- Kutipan:
* * * * * * * * *
Jum`at, 29 Agustus 2025
Beranda / Data / Indonesia Catat Pengangguran Tertinggi di ASEAN 2025; Aceh Termasuk 10 Besar Nasional

Indonesia Catat Pengangguran Tertinggi di ASEAN 2025; Aceh Termasuk 10 Besar Nasional

Kamis, 28 Agustus 2025 12:00 WIB

Font: Ukuran: - +

Reporter : Arn

 Fakhruddin Dosen di Fakultas Ekonomi Bisnis USK. Foto: for Dialeksis


DIALEKSIS.COM | Aceh - Indonesia menempati posisi teratas sebagai negara dengan tingkat pengangguran tertinggi di kawasan ASEAN tahun 2025. Berdasarkan laporan Trading Economics (14 Agustus 2025), tingkat pengangguran terbuka (TPT) nasional mencapai 4,76% per Maret 2025, setara dengan lebih dari 7 juta penduduk tidak memiliki pekerjaan. Meski turun tipis dari 4,91% pada 2024, angka ini tetap menempatkan Indonesia di posisi paling rawan ketenagakerjaan di Asia Tenggara.

Di level daerah, Aceh kembali menjadi sorotan. Data Badan Pusat Statistik (BPS) Aceh mencatat, per Februari 2025 jumlah pengangguran di provinsi ini mencapai 149 ribu orang, atau TPT 5,50%. Angka ini masih lebih tinggi dibanding rata-rata nasional, sehingga menempatkan Aceh dalam kelompok 10 besar provinsi dengan tingkat pengangguran tertinggi di Indonesia.

Pengamat ekonomi Universitas Syiah Kuala, Fakhruddin, menilai masalah pengangguran di Aceh tidak bisa dilepaskan dari fenomena mismatch antara keterampilan tenaga kerja dan kebutuhan industri lokal. Menurutnya, lulusan Sekolah Menengah Kejuruan (SMK) yang semestinya siap pakai justru menjadi penyumbang terbesar pengangguran.

“Ini menunjukkan ada masalah serius dalam link and match. Kurikulum vokasi belum sepenuhnya terkoneksi dengan kebutuhan industri, sehingga lulusan terjebak dalam persaingan ketat dengan sarjana untuk memperebutkan lapangan kerja formal yang jumlahnya terbatas,” ujar Fakhruddin kepada Dialeksis, Kamis (28/08/2025).

BPS mencatat TPT lulusan SMK di Aceh mencapai 10,76%, jauh di atas rata - rata nasional. Fakhruddin menegaskan, tanpa pembenahan serius, setiap tahun akan muncul ribuan pengangguran baru dari sekolah vokasi yang tidak terserap pasar kerja.
* * * * * * * * *
- Ketentuan Latihan:
1: Menurut kutipan, berapa jumlah pengangguran di Aceh per Februari 2025?
2: Tuliskan kembali tanpa perubahan bagian kutipan dari "Pengamat ekonomi Universitas" sampai "terserap pasar kerja.".

- Data Tersedia:
* * * * * * * * *
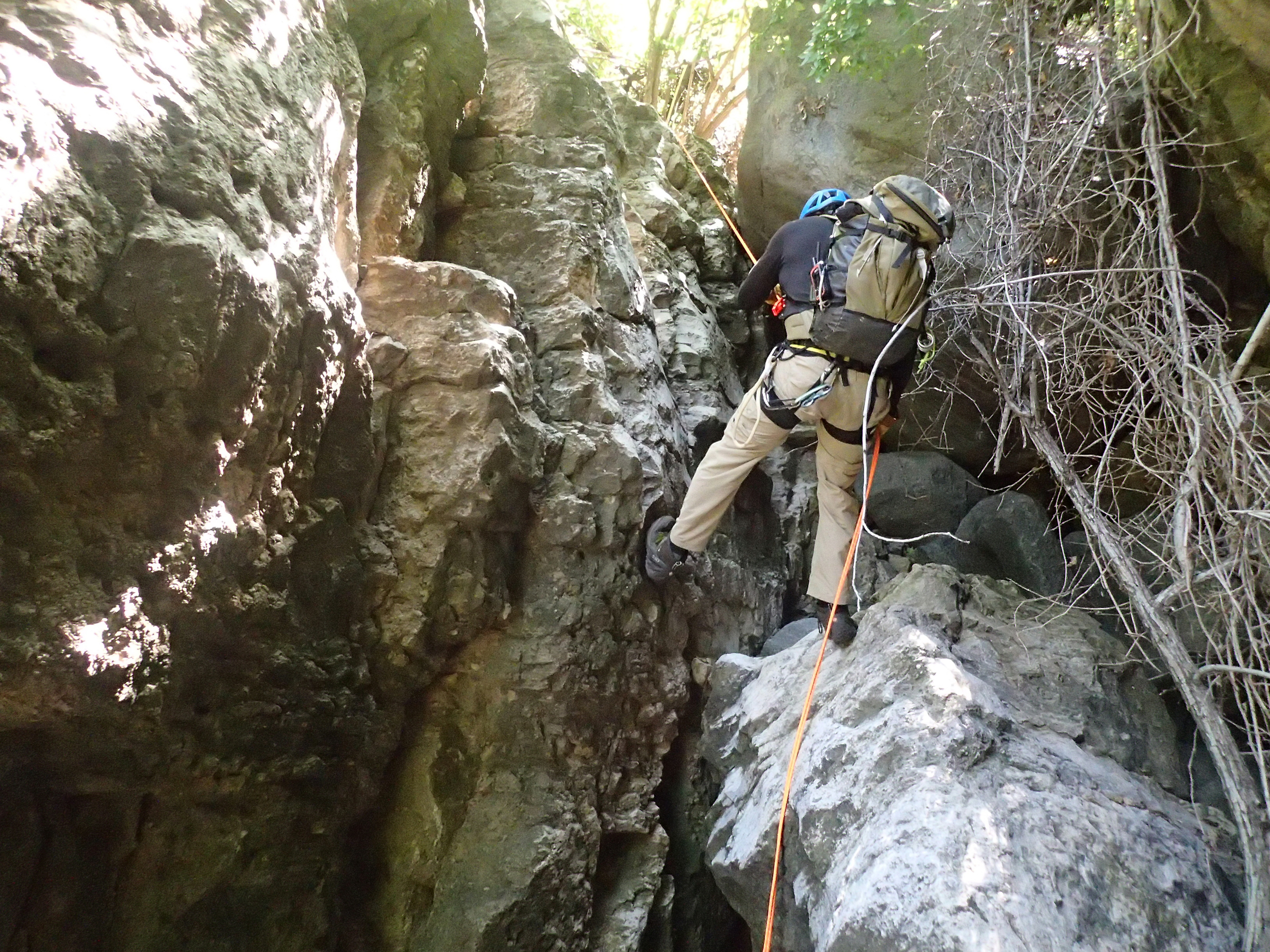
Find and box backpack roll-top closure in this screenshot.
* * * * * * * * *
- Kunci Jawaban:
1: Sebanyak 149 ribu orang, atau TPT 5,50%.

2:
Pengamat ekonomi Universitas Syiah Kuala, Fakhruddin, menilai masalah pengangguran di Aceh tidak bisa dilepaskan dari fenomena mismatch antara keterampilan tenaga kerja dan kebutuhan industri lokal. Menurutnya, lulusan Sekolah Menengah Kejuruan (SMK) yang semestinya siap pakai justru menjadi penyumbang terbesar pengangguran.

“Ini menunjukkan ada masalah serius dalam link and match. Kurikulum vokasi belum sepenuhnya terkoneksi dengan kebutuhan industri, sehingga lulusan terjebak dalam persaingan ketat dengan sarjana untuk memperebutkan lapangan kerja formal yang jumlahnya terbatas,” ujar Fakhruddin kepada Dialeksis, Kamis (28/08/2025).

BPS mencatat TPT lulusan SMK di Aceh mencapai 10,76%, jauh di atas rata - rata nasional. Fakhruddin menegaskan, tanpa pembenahan serius, setiap tahun akan muncul ribuan pengangguran baru dari sekolah vokasi yang tidak terserap pasar kerja.